[Start of Attachment]

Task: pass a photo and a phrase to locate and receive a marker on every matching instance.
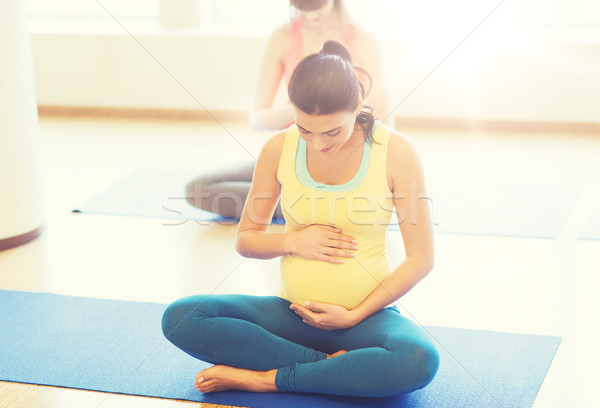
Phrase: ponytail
(328, 82)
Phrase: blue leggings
(387, 353)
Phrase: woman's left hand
(325, 316)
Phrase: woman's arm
(253, 240)
(319, 242)
(263, 115)
(370, 58)
(414, 217)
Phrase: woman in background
(332, 329)
(224, 192)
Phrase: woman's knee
(416, 365)
(179, 314)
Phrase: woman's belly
(346, 284)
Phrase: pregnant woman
(333, 328)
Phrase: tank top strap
(287, 161)
(377, 173)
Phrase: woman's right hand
(323, 243)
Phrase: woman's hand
(325, 316)
(323, 243)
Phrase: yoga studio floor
(500, 283)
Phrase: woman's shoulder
(272, 149)
(402, 151)
(282, 34)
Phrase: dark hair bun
(332, 47)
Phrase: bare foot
(222, 377)
(337, 353)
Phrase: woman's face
(325, 134)
(317, 16)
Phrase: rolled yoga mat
(535, 211)
(117, 347)
(154, 193)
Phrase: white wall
(486, 78)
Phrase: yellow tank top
(361, 208)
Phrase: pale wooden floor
(532, 286)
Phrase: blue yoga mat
(117, 347)
(591, 230)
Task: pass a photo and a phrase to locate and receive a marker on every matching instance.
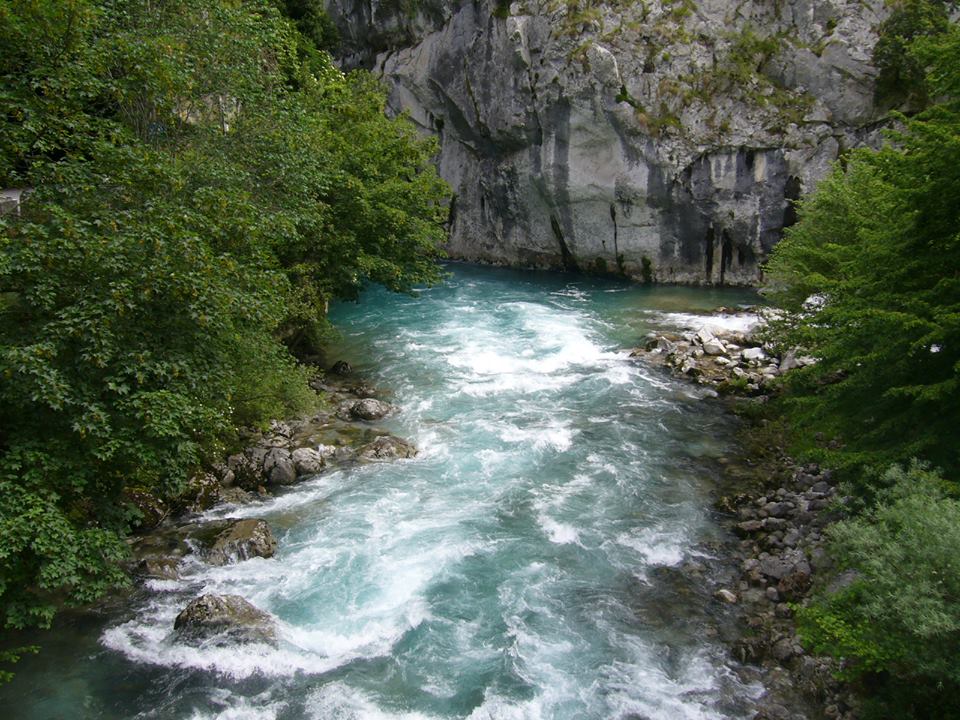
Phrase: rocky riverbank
(288, 452)
(777, 508)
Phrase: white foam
(657, 546)
(740, 322)
(339, 701)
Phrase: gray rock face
(638, 140)
(224, 619)
(242, 540)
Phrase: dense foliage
(901, 76)
(900, 612)
(205, 182)
(872, 277)
(871, 280)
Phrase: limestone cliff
(660, 139)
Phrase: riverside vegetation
(870, 278)
(204, 181)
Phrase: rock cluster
(224, 620)
(780, 552)
(242, 540)
(287, 452)
(728, 361)
(780, 526)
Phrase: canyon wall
(660, 140)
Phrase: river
(527, 564)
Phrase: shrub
(901, 614)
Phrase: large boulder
(242, 540)
(224, 619)
(278, 467)
(308, 461)
(387, 447)
(364, 409)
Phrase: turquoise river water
(527, 564)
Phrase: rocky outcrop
(224, 619)
(242, 540)
(387, 447)
(664, 141)
(368, 409)
(731, 362)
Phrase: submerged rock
(387, 447)
(224, 619)
(278, 467)
(159, 568)
(308, 461)
(364, 409)
(341, 367)
(242, 540)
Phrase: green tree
(898, 619)
(202, 189)
(901, 76)
(871, 278)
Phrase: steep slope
(663, 140)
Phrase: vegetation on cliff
(205, 182)
(871, 277)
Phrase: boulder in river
(224, 619)
(387, 447)
(364, 409)
(278, 467)
(308, 461)
(341, 367)
(242, 540)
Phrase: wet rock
(236, 496)
(308, 461)
(224, 619)
(778, 509)
(387, 447)
(368, 409)
(278, 467)
(341, 367)
(753, 354)
(726, 595)
(714, 347)
(160, 568)
(783, 649)
(749, 526)
(242, 540)
(666, 346)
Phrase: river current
(527, 564)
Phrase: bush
(203, 189)
(878, 250)
(900, 617)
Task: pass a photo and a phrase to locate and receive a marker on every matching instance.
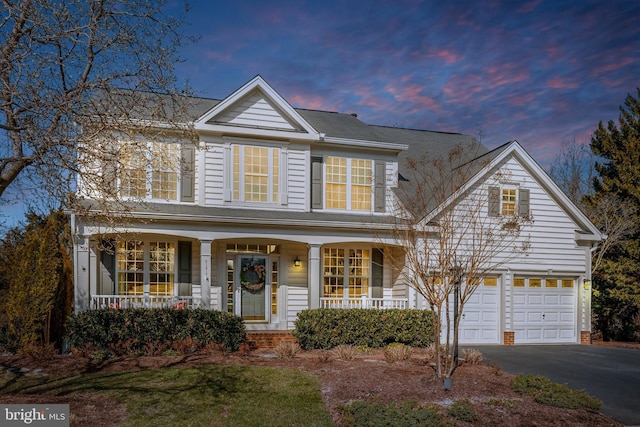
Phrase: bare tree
(60, 62)
(452, 240)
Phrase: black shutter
(184, 268)
(316, 183)
(377, 261)
(494, 201)
(187, 174)
(524, 203)
(380, 193)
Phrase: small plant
(472, 356)
(549, 393)
(462, 410)
(287, 350)
(374, 414)
(344, 352)
(323, 356)
(397, 352)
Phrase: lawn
(194, 396)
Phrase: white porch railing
(143, 301)
(364, 302)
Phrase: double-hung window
(346, 272)
(256, 172)
(149, 171)
(146, 267)
(348, 184)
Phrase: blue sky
(542, 72)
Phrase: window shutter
(316, 182)
(380, 193)
(523, 203)
(377, 273)
(187, 174)
(494, 201)
(184, 268)
(107, 269)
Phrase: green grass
(204, 395)
(549, 393)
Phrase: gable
(255, 110)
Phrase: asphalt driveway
(610, 374)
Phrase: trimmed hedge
(327, 328)
(139, 330)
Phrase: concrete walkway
(610, 374)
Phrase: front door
(253, 283)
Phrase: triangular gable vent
(257, 111)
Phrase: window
(149, 170)
(348, 184)
(141, 263)
(346, 272)
(256, 174)
(508, 202)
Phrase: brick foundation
(509, 338)
(268, 339)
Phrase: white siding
(255, 111)
(297, 301)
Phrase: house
(276, 210)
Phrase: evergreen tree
(616, 299)
(38, 274)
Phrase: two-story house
(277, 209)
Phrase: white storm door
(252, 281)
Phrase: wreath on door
(252, 277)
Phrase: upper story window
(508, 201)
(149, 170)
(256, 172)
(348, 184)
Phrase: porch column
(81, 273)
(314, 275)
(205, 273)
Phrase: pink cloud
(528, 7)
(561, 83)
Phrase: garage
(480, 322)
(544, 310)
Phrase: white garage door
(480, 323)
(544, 310)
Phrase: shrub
(328, 328)
(344, 352)
(287, 350)
(397, 352)
(462, 410)
(472, 356)
(138, 331)
(552, 394)
(402, 414)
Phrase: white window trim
(148, 149)
(146, 272)
(349, 185)
(228, 176)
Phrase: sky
(541, 72)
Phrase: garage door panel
(544, 314)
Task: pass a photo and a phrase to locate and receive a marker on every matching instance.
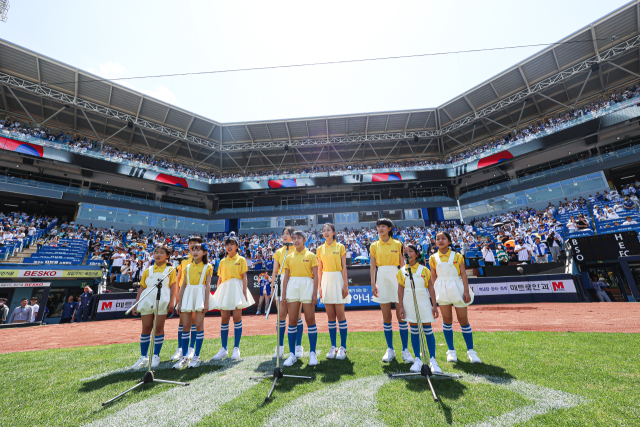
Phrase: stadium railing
(97, 154)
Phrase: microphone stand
(149, 376)
(425, 371)
(277, 372)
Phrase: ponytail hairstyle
(418, 251)
(388, 223)
(205, 257)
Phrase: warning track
(570, 317)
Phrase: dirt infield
(587, 317)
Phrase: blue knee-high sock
(157, 344)
(343, 333)
(237, 334)
(468, 336)
(224, 334)
(404, 334)
(300, 332)
(333, 333)
(388, 334)
(415, 341)
(145, 342)
(283, 326)
(185, 343)
(431, 340)
(199, 340)
(179, 336)
(447, 328)
(192, 344)
(293, 331)
(313, 337)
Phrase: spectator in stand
(487, 255)
(35, 307)
(4, 311)
(501, 254)
(68, 311)
(540, 251)
(86, 303)
(599, 286)
(523, 251)
(22, 313)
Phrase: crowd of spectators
(84, 144)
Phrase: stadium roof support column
(20, 102)
(582, 88)
(624, 69)
(53, 115)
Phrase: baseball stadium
(474, 263)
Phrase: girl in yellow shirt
(195, 296)
(278, 261)
(449, 279)
(147, 307)
(424, 295)
(300, 286)
(231, 296)
(194, 240)
(386, 255)
(334, 288)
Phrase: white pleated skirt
(148, 304)
(229, 296)
(194, 298)
(424, 306)
(331, 285)
(449, 291)
(300, 289)
(387, 284)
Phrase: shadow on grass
(129, 378)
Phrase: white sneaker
(221, 354)
(290, 360)
(155, 361)
(473, 356)
(406, 356)
(434, 366)
(182, 363)
(275, 352)
(389, 355)
(195, 362)
(332, 353)
(141, 362)
(236, 354)
(177, 355)
(313, 359)
(417, 365)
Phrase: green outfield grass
(528, 378)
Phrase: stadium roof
(585, 65)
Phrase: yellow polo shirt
(300, 264)
(279, 255)
(331, 256)
(232, 268)
(386, 253)
(195, 271)
(457, 261)
(426, 275)
(158, 269)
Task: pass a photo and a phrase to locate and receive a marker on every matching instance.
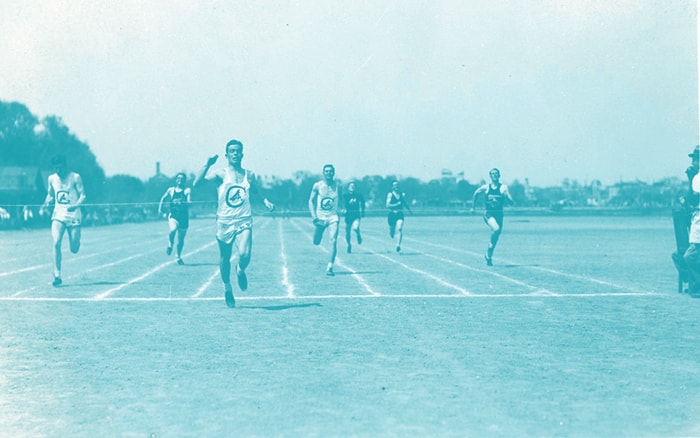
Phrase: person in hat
(692, 254)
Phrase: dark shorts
(394, 217)
(351, 217)
(183, 220)
(498, 215)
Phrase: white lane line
(344, 297)
(285, 268)
(206, 284)
(339, 262)
(28, 268)
(105, 294)
(82, 256)
(537, 289)
(551, 271)
(442, 281)
(106, 265)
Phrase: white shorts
(228, 229)
(694, 236)
(69, 218)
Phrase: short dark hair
(234, 142)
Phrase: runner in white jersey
(234, 218)
(66, 192)
(323, 205)
(496, 196)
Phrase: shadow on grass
(281, 307)
(92, 283)
(358, 272)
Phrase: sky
(542, 89)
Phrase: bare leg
(181, 233)
(333, 235)
(57, 230)
(244, 247)
(356, 229)
(74, 239)
(399, 234)
(172, 226)
(495, 234)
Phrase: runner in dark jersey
(395, 202)
(354, 205)
(496, 196)
(178, 215)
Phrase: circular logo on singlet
(327, 204)
(235, 196)
(62, 197)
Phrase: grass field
(578, 330)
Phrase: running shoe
(242, 278)
(230, 301)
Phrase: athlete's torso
(396, 201)
(65, 194)
(353, 202)
(327, 200)
(495, 198)
(234, 195)
(178, 202)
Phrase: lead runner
(234, 214)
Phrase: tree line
(26, 140)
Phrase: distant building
(21, 186)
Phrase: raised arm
(256, 192)
(80, 189)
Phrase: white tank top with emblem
(234, 196)
(327, 201)
(65, 195)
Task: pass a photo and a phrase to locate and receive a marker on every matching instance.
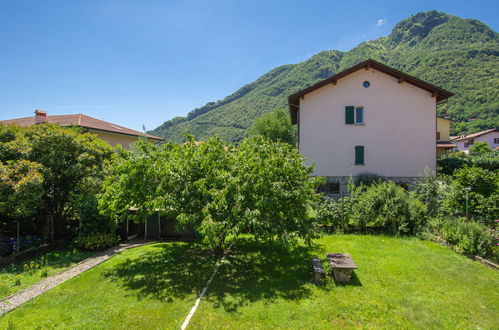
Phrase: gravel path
(17, 299)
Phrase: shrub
(96, 241)
(489, 161)
(429, 191)
(456, 160)
(328, 212)
(470, 238)
(90, 219)
(480, 148)
(391, 207)
(368, 179)
(482, 197)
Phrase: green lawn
(402, 283)
(16, 277)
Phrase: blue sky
(143, 62)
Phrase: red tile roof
(445, 144)
(83, 121)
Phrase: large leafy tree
(260, 187)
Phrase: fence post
(159, 226)
(18, 238)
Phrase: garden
(401, 282)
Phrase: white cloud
(381, 21)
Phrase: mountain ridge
(459, 55)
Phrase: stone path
(17, 299)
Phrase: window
(468, 143)
(354, 115)
(359, 155)
(330, 188)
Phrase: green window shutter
(359, 155)
(349, 114)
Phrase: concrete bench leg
(342, 275)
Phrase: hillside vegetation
(460, 55)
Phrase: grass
(152, 287)
(401, 283)
(17, 277)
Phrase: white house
(464, 143)
(369, 118)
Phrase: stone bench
(319, 272)
(342, 266)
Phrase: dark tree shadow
(262, 270)
(171, 270)
(253, 271)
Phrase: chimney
(40, 117)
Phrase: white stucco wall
(398, 135)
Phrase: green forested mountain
(460, 55)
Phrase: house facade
(368, 119)
(464, 143)
(112, 133)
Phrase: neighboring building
(464, 143)
(444, 145)
(370, 118)
(112, 133)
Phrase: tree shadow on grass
(170, 270)
(262, 271)
(253, 271)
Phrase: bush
(489, 161)
(429, 191)
(368, 179)
(328, 212)
(470, 238)
(457, 160)
(482, 197)
(96, 241)
(480, 148)
(391, 207)
(90, 219)
(452, 162)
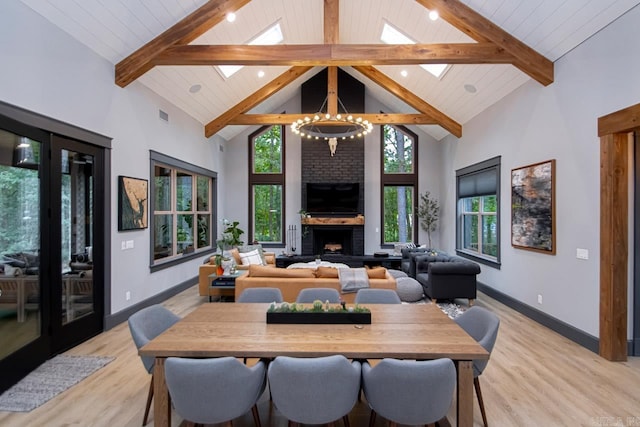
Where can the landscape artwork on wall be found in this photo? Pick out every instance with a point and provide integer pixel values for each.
(132, 203)
(533, 207)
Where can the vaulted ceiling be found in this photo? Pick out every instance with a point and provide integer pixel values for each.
(173, 46)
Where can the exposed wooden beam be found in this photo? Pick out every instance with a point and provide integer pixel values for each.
(625, 120)
(334, 54)
(254, 99)
(614, 232)
(331, 21)
(410, 98)
(185, 31)
(332, 91)
(286, 119)
(481, 29)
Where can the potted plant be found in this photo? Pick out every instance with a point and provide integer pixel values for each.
(230, 237)
(428, 214)
(303, 214)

[End of Attachment]

▸ **What this task involves**
Give back an exact copy of only the lines from the one with "Phrase: house facade" through the final line of the material, both included. Pictures do not belong in it.

▸ **Solution for this exercise**
Phrase: house facade
(368, 119)
(464, 143)
(112, 133)
Phrase: neighboring building
(464, 143)
(444, 145)
(370, 118)
(112, 133)
Phrase: tree shadow on grass
(170, 270)
(262, 271)
(253, 271)
Phrase: bush
(489, 161)
(429, 191)
(368, 179)
(328, 212)
(470, 238)
(457, 160)
(482, 197)
(96, 241)
(480, 148)
(391, 207)
(90, 219)
(452, 162)
Where can the landscape artwork on wall be found in this photo? Pick out every instance with a point and provide integer pixel values for each.
(132, 203)
(533, 207)
Where can the vaulted ceiling be found in this photo? Pick out every instance with a point and provide integer pixel values for each.
(173, 46)
Where can the exposed wooden beam be found in this photo? Pick out every instance with a point and provide integer pixel values for each.
(625, 120)
(334, 54)
(254, 99)
(614, 232)
(331, 21)
(410, 98)
(185, 31)
(332, 91)
(286, 119)
(481, 29)
Where can the potted plant be found in this photo? Pick out every instance with a point and provide integer pixel values for each.
(230, 237)
(428, 214)
(303, 214)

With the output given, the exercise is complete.